*Exercise instructions*.
Your answer must be the lines from the start of the records through the line with "Target: concrete plaza", exactly as written, without the pictures.

─── Source data

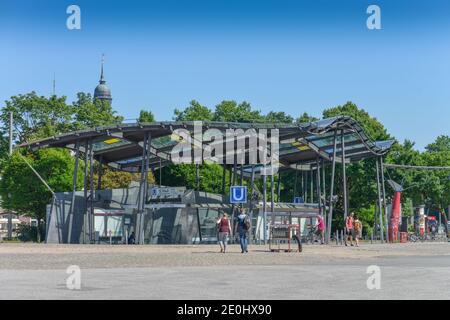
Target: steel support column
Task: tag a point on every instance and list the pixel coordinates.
(223, 178)
(74, 189)
(264, 207)
(319, 187)
(100, 173)
(384, 199)
(279, 187)
(295, 184)
(344, 175)
(324, 195)
(85, 188)
(380, 210)
(91, 192)
(252, 190)
(272, 197)
(333, 171)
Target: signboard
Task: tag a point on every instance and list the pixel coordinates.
(238, 194)
(298, 200)
(166, 192)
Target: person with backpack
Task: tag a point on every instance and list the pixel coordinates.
(358, 230)
(320, 225)
(243, 226)
(349, 230)
(224, 229)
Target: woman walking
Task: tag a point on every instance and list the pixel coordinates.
(224, 228)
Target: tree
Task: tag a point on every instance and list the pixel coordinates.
(442, 144)
(36, 116)
(305, 117)
(372, 127)
(90, 113)
(146, 116)
(114, 179)
(278, 117)
(230, 111)
(194, 112)
(23, 192)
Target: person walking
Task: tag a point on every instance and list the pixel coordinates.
(243, 226)
(349, 231)
(224, 228)
(358, 230)
(320, 225)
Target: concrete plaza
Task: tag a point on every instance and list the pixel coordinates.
(408, 271)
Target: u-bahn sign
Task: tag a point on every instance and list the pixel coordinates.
(238, 194)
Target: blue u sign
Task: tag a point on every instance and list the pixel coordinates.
(238, 194)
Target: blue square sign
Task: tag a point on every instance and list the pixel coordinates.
(298, 200)
(238, 194)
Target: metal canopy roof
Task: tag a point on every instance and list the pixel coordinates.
(120, 146)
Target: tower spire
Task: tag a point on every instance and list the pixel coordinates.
(102, 79)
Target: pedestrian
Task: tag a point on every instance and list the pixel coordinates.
(243, 226)
(358, 230)
(320, 225)
(349, 231)
(132, 238)
(224, 229)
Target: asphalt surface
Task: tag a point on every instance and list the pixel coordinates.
(407, 271)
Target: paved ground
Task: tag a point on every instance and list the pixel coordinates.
(408, 271)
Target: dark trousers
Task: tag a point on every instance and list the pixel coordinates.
(243, 240)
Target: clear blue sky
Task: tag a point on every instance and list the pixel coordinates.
(291, 56)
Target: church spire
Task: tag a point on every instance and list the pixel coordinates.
(102, 92)
(102, 79)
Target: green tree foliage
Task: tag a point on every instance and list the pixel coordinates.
(146, 116)
(231, 111)
(305, 117)
(195, 111)
(36, 116)
(278, 117)
(372, 127)
(114, 179)
(91, 113)
(23, 192)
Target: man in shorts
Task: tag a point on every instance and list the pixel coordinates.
(349, 230)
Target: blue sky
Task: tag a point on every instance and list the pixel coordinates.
(291, 56)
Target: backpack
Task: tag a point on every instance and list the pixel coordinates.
(247, 224)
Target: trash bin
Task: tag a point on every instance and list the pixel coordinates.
(403, 237)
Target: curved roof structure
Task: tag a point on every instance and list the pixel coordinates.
(121, 146)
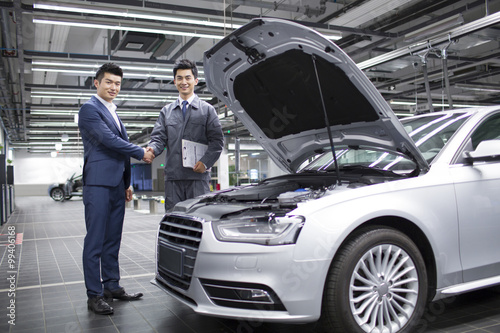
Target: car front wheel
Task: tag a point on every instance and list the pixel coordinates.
(57, 194)
(377, 283)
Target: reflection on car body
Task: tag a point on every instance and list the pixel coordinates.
(376, 218)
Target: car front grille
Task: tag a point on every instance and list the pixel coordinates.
(251, 296)
(178, 242)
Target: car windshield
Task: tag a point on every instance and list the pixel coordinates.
(430, 134)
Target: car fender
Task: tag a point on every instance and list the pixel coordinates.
(330, 220)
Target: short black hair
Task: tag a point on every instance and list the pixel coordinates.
(108, 68)
(186, 64)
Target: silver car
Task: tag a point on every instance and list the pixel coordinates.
(376, 217)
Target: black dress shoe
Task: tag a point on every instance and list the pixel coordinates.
(120, 294)
(98, 305)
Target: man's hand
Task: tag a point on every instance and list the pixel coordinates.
(199, 167)
(129, 193)
(148, 155)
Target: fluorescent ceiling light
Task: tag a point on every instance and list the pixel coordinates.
(455, 33)
(137, 15)
(125, 28)
(92, 73)
(437, 104)
(477, 87)
(164, 100)
(58, 131)
(96, 66)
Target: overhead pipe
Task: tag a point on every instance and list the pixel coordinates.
(423, 58)
(11, 110)
(20, 55)
(444, 56)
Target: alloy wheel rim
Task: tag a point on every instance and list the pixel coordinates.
(383, 290)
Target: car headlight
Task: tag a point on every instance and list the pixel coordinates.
(272, 231)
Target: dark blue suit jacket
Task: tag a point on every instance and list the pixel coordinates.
(107, 150)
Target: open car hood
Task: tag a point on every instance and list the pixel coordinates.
(285, 82)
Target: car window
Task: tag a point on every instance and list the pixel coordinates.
(489, 129)
(366, 157)
(431, 133)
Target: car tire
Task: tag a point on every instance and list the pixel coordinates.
(57, 194)
(376, 283)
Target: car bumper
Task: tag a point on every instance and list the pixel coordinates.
(247, 281)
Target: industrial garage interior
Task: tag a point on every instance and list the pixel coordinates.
(422, 56)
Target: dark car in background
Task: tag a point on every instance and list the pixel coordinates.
(73, 187)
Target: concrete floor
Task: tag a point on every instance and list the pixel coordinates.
(50, 293)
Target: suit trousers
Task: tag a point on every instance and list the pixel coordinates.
(104, 213)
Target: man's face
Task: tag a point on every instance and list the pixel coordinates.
(184, 81)
(109, 87)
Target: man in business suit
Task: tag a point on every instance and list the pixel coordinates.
(106, 187)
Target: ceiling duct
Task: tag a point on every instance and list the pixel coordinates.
(135, 41)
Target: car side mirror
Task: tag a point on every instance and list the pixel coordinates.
(486, 151)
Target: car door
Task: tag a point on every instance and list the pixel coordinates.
(477, 189)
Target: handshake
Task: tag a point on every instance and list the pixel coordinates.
(149, 155)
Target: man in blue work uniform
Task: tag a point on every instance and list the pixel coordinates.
(191, 119)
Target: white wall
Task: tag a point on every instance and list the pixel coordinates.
(33, 173)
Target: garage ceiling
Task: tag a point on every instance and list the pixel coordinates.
(422, 55)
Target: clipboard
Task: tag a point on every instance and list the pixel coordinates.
(192, 152)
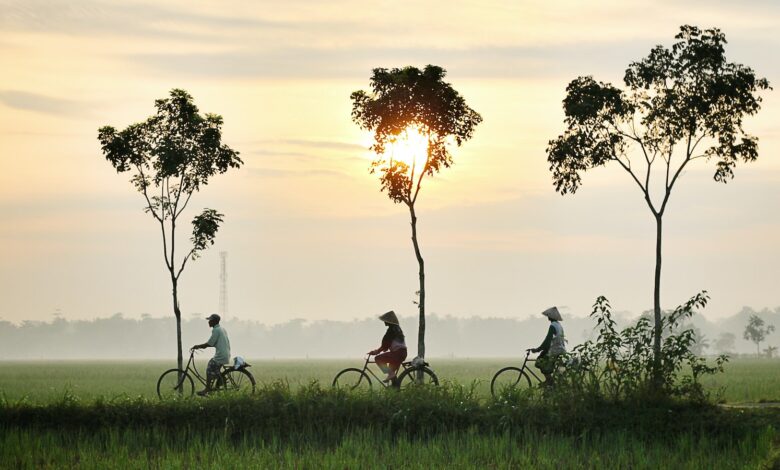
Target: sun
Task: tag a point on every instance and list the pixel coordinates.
(410, 147)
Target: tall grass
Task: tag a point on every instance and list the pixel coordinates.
(744, 379)
(323, 412)
(155, 448)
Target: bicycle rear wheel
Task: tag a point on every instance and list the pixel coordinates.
(352, 379)
(416, 377)
(175, 383)
(237, 381)
(509, 380)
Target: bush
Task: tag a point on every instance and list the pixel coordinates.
(619, 364)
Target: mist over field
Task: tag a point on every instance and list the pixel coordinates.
(117, 337)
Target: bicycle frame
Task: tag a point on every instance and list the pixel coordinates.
(528, 369)
(370, 371)
(190, 368)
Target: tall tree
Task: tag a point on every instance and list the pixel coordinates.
(171, 155)
(756, 331)
(678, 105)
(409, 100)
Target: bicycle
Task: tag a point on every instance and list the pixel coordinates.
(514, 378)
(179, 383)
(357, 379)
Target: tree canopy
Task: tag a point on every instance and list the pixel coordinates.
(410, 98)
(688, 96)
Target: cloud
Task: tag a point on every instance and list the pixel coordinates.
(42, 104)
(319, 63)
(279, 173)
(98, 18)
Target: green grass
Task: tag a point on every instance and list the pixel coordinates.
(314, 426)
(151, 448)
(745, 380)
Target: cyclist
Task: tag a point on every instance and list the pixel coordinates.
(552, 346)
(219, 341)
(393, 343)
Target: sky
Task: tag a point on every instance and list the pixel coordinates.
(307, 231)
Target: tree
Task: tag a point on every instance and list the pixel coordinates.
(678, 105)
(725, 343)
(408, 101)
(171, 155)
(756, 331)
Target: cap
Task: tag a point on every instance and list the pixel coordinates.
(553, 314)
(389, 317)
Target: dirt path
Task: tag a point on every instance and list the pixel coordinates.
(769, 404)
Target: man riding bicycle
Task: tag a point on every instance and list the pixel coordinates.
(393, 343)
(554, 345)
(220, 342)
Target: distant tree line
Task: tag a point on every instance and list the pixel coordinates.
(118, 337)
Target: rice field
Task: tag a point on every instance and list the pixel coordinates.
(142, 449)
(745, 380)
(100, 414)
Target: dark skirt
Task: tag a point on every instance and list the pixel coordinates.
(393, 358)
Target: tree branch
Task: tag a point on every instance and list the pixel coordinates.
(638, 183)
(184, 263)
(156, 216)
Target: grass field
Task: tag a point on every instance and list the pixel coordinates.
(105, 415)
(745, 380)
(150, 449)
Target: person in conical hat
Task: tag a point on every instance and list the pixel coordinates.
(392, 349)
(554, 345)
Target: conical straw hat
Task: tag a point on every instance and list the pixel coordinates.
(553, 314)
(389, 317)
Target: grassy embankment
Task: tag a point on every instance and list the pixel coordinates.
(745, 380)
(313, 426)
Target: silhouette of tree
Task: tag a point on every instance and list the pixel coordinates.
(171, 155)
(678, 105)
(756, 331)
(412, 99)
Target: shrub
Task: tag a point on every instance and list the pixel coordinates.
(619, 364)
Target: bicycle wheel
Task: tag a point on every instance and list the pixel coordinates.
(170, 386)
(509, 379)
(417, 376)
(237, 381)
(352, 379)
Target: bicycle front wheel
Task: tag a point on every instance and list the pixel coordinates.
(237, 381)
(352, 379)
(417, 376)
(509, 380)
(175, 383)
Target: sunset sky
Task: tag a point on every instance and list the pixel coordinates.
(308, 232)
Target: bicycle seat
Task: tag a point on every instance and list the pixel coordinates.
(410, 364)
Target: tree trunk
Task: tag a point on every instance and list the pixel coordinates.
(421, 303)
(177, 314)
(657, 304)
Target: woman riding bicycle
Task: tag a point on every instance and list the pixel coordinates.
(552, 346)
(393, 343)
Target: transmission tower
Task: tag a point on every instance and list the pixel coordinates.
(223, 283)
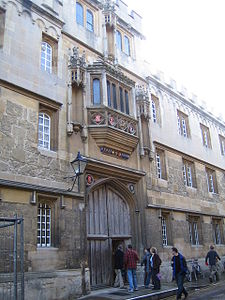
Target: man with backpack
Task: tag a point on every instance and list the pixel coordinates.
(213, 258)
(179, 266)
(130, 261)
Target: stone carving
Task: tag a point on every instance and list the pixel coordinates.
(113, 119)
(143, 103)
(77, 65)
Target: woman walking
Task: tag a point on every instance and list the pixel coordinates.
(155, 267)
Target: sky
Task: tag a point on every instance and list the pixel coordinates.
(186, 40)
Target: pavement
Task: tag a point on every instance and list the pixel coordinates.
(167, 290)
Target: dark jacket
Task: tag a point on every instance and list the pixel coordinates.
(212, 256)
(183, 265)
(146, 261)
(156, 261)
(119, 255)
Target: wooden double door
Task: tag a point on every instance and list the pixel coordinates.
(108, 225)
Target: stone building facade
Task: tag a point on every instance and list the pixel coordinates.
(72, 79)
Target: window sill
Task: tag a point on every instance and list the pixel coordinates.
(162, 182)
(167, 247)
(47, 248)
(48, 153)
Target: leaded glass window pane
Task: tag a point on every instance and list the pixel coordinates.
(164, 231)
(119, 40)
(44, 225)
(127, 103)
(46, 57)
(109, 93)
(114, 96)
(121, 100)
(44, 131)
(126, 45)
(90, 21)
(96, 92)
(154, 114)
(79, 14)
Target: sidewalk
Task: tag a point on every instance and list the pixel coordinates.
(167, 289)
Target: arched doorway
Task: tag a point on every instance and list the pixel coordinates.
(108, 224)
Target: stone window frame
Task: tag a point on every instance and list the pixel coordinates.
(53, 203)
(119, 40)
(166, 221)
(79, 17)
(183, 124)
(89, 24)
(206, 139)
(195, 230)
(2, 27)
(211, 180)
(123, 34)
(126, 45)
(188, 169)
(155, 110)
(125, 89)
(217, 223)
(54, 117)
(93, 77)
(160, 157)
(43, 140)
(222, 144)
(53, 43)
(87, 8)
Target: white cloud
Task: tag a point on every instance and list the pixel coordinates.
(185, 39)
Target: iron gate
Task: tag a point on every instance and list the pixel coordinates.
(11, 258)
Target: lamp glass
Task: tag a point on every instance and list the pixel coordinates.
(79, 164)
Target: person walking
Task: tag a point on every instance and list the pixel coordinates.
(155, 263)
(179, 266)
(146, 262)
(119, 256)
(213, 258)
(130, 260)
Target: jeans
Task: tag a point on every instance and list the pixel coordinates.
(214, 275)
(118, 279)
(155, 279)
(148, 278)
(180, 284)
(132, 279)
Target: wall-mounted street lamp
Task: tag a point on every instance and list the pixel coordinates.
(78, 165)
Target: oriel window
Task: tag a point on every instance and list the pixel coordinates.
(46, 57)
(96, 92)
(79, 14)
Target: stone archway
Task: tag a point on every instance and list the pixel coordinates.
(108, 221)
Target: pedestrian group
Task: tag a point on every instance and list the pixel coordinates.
(126, 266)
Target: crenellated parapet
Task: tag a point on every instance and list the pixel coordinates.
(184, 100)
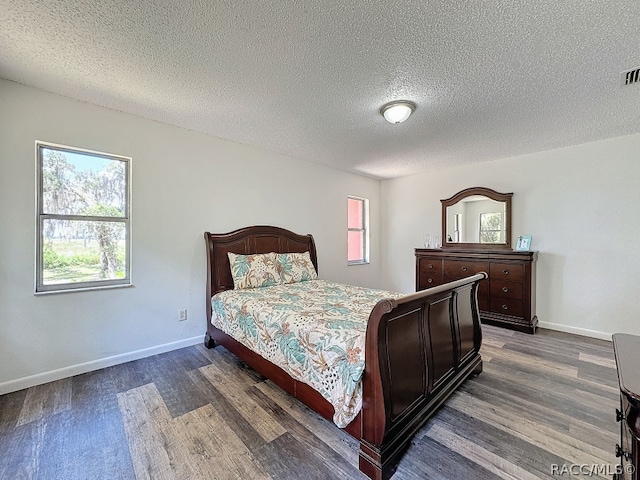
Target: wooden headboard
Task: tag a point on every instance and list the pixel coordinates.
(247, 241)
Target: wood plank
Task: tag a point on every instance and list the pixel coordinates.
(472, 450)
(199, 414)
(233, 386)
(428, 459)
(150, 437)
(243, 427)
(214, 450)
(313, 445)
(10, 408)
(573, 450)
(47, 399)
(286, 458)
(179, 393)
(337, 439)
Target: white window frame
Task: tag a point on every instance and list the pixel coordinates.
(40, 287)
(365, 237)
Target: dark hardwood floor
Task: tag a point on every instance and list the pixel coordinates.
(194, 413)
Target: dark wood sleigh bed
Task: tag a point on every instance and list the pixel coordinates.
(419, 349)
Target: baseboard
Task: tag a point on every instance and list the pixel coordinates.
(575, 330)
(52, 375)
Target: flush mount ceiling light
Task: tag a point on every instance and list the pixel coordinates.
(398, 111)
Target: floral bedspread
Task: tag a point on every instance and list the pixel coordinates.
(314, 330)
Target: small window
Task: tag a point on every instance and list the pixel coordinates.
(83, 222)
(358, 230)
(491, 227)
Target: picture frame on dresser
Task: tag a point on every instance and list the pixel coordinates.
(524, 243)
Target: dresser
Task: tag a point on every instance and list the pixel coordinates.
(627, 351)
(507, 298)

──────

*Answer for the task*.
Target: steel support column
Task: tag a point on every instance and list the pixel coordinates.
(223, 178)
(74, 189)
(264, 207)
(319, 187)
(100, 173)
(384, 199)
(279, 187)
(295, 184)
(344, 175)
(324, 195)
(85, 188)
(380, 210)
(91, 192)
(252, 190)
(272, 197)
(333, 171)
Target: signboard
Task: tag a point on every instance and list the pixel coordinates.
(238, 194)
(298, 200)
(166, 192)
Target: person with backpack
Task: tag a point on every instance and list the pixel coordinates.
(358, 230)
(320, 225)
(243, 226)
(349, 230)
(224, 229)
Target: woman walking
Task: tag a point on every instance and list the pixel coordinates.
(224, 228)
Target: tree
Task: tag a point on every instance and list the pixel coordinates.
(442, 144)
(36, 116)
(305, 117)
(372, 127)
(90, 113)
(146, 116)
(114, 179)
(278, 117)
(230, 111)
(194, 112)
(23, 192)
Target: person walking
Task: tag a point on every instance and list the pixel coordinates.
(243, 226)
(349, 231)
(224, 228)
(358, 230)
(320, 225)
Target: concrete plaza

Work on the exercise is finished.